> **Brano di testo**
Ritornello patetico in un paese in cui proprio dai più di coloro che ora predicano le ragioni del confronto politico l’obbligatorietà dell’azione penale è stata continuamente invocata ed esibita come un pilastro dell’ordinamento italiano ogni volta che si parlava di azioni giudiziarie contro Berlusconi. E ancor più patetico perché la critica politica e le prediche moralistiche sui comportamenti imputati a Berlusconi sono state dall’inizio della sua vicenda politica. un piatto forte dei suoi avversari nel confronto politico con lui. Non si sa bene, quindi, di che si parla quando si ciancia della politica da preferire alla giustizia nella eliminazione, che comunque viene perseguita e auspicata, di Berlusconi dalle scene italiane. Le sole parole sensate e pertinenti a questo riguardo sembrano essere state, ancora una volta, quelle del presidente Napolitano, quando ha invitato tutte le parti che ne discutono all’equilibrio, alla moderazione e al senso della responsabilità politica e istituzionale; e tutti hanno capito o creduto di capire che egli si rivolgeva in primo luogo ai magistrati. Parole un po’ predicatorie, si può osservare, ma proprio non riusciamo a vedere che cosa si altro si potrebbe dire in questioni come questa.
Casi del genere sono capitati anche altrove. In Francia Chirac fu imputato di reati finanziari mentre era presidente della Repubblica, ma gli si consentì una immunità speciale anche per fatti anteriori alla sua elezione a presidente fino a un mese dopo la scadenza del suo mandato presidenziale; poi lo si processò, ma, per così dire, con grande moderazione, risolvendo il tutto, in pratica, e soprattutto, con una transazione sulla somma da pagare come ristoro dei danni che si ritenevano apportati dalla sua azione, in particolare, al comune di Parigi. In Germania fu Kohl, rimasto per sedici anni al governo del paese, a essere processato per reati analoghi, ma in modo tale da salvaguardarne anche la reputazione. Sempre in Germania, e di recente, è stato allontanato dal suo ufficio e riportato alla vita privata il presidente della Repubblica Christian Wulff per corruzione e abuso di ufficio, ma anche nel suo caso con una eco molto minore di quel che si penserebbe da noi, e così pure il ministro della difesa Karl Theodor zu Guttenberg (un nome, come si vede, della nobiltà di quel paese).
Vero è che il caso di Berlusconi è diverso. Le sue imputazioni sono molto più numerose e vanno dalla concussione alla corruzione e a quant’altro v’è di peggio nello stesso campo. Vi si aggiungono poi comportamenti nella sfera personale e privata ritenuti di rilievo penale e comportamenti di nessun rilievo penale, ma certo tali da deteriorare gravissimamente qualsiasi figura di autorevole uomo pubblico, con conseguenze nefaste anche innanzitutto sull’aspetto internazionale del suo profilo politico. C’è poco da dire. Prima di lamentarsi della “persecuzione” nei suoi confronti, Berlusconi dovrebbe prendersela, almeno per l’ultimo aspetto indicato, tutta e soltanto con se stesso, per cui si dice pure, e con qualche ragione, che egli è stato il suo primo, maggiore e peggiore nemico.

> **Voci fornite**

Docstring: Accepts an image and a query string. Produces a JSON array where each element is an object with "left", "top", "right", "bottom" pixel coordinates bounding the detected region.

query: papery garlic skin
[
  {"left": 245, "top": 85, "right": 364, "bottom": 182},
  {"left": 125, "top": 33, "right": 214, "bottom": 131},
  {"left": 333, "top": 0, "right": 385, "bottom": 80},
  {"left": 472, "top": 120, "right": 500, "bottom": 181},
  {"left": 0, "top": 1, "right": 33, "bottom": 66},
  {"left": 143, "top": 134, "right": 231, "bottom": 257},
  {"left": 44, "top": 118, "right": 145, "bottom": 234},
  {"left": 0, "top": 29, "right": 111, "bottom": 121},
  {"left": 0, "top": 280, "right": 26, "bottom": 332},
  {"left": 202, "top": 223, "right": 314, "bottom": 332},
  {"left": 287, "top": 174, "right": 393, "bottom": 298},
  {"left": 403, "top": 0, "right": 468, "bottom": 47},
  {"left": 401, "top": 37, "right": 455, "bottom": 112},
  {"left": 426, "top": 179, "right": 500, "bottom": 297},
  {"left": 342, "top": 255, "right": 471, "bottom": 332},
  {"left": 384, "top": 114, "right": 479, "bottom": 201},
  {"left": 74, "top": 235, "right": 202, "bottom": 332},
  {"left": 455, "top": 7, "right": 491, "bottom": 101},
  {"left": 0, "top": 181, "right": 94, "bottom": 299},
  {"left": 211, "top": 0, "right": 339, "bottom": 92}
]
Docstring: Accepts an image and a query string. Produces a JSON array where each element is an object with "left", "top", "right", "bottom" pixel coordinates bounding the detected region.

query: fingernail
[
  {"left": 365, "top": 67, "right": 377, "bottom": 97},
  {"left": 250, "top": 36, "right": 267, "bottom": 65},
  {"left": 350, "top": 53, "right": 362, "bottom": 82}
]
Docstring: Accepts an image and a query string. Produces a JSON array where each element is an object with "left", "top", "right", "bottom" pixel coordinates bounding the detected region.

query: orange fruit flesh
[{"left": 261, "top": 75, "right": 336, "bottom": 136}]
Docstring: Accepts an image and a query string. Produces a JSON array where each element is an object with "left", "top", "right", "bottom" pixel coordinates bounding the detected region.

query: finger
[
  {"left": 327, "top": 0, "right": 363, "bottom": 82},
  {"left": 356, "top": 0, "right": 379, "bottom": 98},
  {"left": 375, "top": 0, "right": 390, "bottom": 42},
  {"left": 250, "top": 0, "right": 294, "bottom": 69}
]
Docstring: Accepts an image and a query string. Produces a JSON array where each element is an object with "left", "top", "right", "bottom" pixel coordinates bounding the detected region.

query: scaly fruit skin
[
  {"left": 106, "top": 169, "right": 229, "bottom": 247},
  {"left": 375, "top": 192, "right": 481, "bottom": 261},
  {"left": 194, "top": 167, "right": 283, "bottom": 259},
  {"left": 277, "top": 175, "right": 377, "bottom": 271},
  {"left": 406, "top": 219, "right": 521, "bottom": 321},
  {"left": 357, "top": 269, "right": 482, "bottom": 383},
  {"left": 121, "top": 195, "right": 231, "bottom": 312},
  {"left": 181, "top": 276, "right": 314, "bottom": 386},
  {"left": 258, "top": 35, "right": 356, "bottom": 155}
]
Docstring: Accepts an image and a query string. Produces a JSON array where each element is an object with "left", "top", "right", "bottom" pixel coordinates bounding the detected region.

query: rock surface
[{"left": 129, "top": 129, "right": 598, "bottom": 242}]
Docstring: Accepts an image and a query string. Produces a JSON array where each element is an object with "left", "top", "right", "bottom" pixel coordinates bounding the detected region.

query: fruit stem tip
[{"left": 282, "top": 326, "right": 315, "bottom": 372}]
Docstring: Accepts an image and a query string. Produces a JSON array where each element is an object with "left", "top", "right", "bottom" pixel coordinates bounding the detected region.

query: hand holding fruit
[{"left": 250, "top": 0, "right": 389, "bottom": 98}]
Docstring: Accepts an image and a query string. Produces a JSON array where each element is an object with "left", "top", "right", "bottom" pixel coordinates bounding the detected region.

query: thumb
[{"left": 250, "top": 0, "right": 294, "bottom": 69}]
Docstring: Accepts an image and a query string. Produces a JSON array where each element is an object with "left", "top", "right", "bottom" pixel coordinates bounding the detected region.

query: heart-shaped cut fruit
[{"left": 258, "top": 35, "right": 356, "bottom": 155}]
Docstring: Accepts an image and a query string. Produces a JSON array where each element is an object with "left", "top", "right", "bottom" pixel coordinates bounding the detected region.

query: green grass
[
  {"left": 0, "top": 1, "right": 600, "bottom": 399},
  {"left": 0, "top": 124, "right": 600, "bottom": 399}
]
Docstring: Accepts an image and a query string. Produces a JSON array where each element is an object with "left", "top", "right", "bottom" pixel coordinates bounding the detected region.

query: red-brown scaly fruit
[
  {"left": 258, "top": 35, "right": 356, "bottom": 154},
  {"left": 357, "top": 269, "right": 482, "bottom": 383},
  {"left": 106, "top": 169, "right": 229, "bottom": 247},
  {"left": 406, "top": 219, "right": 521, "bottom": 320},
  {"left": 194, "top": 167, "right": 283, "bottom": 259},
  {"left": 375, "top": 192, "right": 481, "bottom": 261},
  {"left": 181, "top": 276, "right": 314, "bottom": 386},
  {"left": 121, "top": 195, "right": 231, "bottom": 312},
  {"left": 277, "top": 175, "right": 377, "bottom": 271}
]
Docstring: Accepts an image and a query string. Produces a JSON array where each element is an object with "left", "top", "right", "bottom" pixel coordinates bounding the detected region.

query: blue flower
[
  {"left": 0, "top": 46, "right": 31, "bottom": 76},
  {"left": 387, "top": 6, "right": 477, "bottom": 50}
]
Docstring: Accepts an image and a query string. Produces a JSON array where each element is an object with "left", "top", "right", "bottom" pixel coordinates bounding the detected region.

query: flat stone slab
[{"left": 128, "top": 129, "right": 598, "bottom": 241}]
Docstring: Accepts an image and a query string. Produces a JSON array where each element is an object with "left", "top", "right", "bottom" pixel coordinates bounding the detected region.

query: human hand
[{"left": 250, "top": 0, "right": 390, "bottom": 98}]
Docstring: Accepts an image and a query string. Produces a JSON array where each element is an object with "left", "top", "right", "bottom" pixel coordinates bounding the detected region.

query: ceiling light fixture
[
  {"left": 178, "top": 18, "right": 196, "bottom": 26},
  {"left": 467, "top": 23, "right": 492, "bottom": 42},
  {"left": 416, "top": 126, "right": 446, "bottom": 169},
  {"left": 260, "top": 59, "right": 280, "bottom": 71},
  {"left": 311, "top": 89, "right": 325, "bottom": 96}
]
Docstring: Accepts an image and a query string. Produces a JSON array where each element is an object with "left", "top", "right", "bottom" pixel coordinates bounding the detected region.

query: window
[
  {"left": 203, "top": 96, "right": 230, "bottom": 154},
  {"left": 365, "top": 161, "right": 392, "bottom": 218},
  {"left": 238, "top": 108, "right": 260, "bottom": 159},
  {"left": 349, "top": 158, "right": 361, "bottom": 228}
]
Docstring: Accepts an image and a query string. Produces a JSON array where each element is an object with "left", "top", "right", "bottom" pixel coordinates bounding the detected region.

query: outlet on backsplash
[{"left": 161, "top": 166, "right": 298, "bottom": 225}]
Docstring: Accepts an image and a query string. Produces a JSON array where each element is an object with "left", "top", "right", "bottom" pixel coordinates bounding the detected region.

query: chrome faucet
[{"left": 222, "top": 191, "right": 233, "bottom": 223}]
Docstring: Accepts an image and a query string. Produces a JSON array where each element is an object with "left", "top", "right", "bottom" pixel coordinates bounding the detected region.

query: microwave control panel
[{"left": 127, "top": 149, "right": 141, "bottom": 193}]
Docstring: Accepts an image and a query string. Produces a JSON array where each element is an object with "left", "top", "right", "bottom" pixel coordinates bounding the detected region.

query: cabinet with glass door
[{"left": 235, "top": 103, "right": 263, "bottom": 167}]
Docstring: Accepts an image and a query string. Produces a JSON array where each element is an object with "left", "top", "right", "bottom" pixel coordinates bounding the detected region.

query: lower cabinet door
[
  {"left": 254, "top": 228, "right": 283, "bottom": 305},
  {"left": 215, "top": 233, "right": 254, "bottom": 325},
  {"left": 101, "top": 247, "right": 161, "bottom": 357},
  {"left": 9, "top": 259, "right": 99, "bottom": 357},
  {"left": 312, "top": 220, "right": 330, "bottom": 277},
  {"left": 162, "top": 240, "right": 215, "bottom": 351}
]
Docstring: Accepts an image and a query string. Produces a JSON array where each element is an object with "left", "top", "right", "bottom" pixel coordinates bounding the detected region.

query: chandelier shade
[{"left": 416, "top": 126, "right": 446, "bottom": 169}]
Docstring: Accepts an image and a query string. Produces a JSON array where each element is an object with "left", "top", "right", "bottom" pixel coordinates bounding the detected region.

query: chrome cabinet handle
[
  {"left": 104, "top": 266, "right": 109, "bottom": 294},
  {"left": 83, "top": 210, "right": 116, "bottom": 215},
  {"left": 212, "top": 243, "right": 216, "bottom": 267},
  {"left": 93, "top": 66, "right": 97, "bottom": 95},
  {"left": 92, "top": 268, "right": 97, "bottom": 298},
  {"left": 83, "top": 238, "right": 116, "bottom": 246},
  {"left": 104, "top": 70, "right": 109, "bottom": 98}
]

> **Consegna scritta**
Riscrivi come elenco puntato il paragrafo del brano che comincia con «Casi del genere sono capitati anche altrove», mantenendo i fatti principali. Le voci non servono a nulla in questo lavoro.

> **Risultato atteso**
- Francia: Chirac, imputato di reati finanziari mentre era presidente della Repubblica, ebbe un'immunità speciale, valida anche per fatti anteriori alla sua elezione, fino a un mese dopo la fine del mandato. In seguito fu processato con grande moderazione e tutto si risolse in pratica con una transazione sulla somma da pagare per i danni ritenuti causati soprattutto al comune di Parigi.
- Germania: Kohl, rimasto al governo per sedici anni, fu processato per reati analoghi, ma in modo da salvaguardarne anche la reputazione.
- Germania, di recente: il presidente della Repubblica Christian Wulff è stato allontanato dal suo ufficio e riportato alla vita privata per corruzione e abuso d'ufficio. La vicenda ha avuto un'eco molto minore di quella che avrebbe in Italia.
- Germania, di recente: la stessa sorte è toccata al ministro della difesa Karl Theodor zu Guttenberg, il cui nome è della nobiltà tedesca.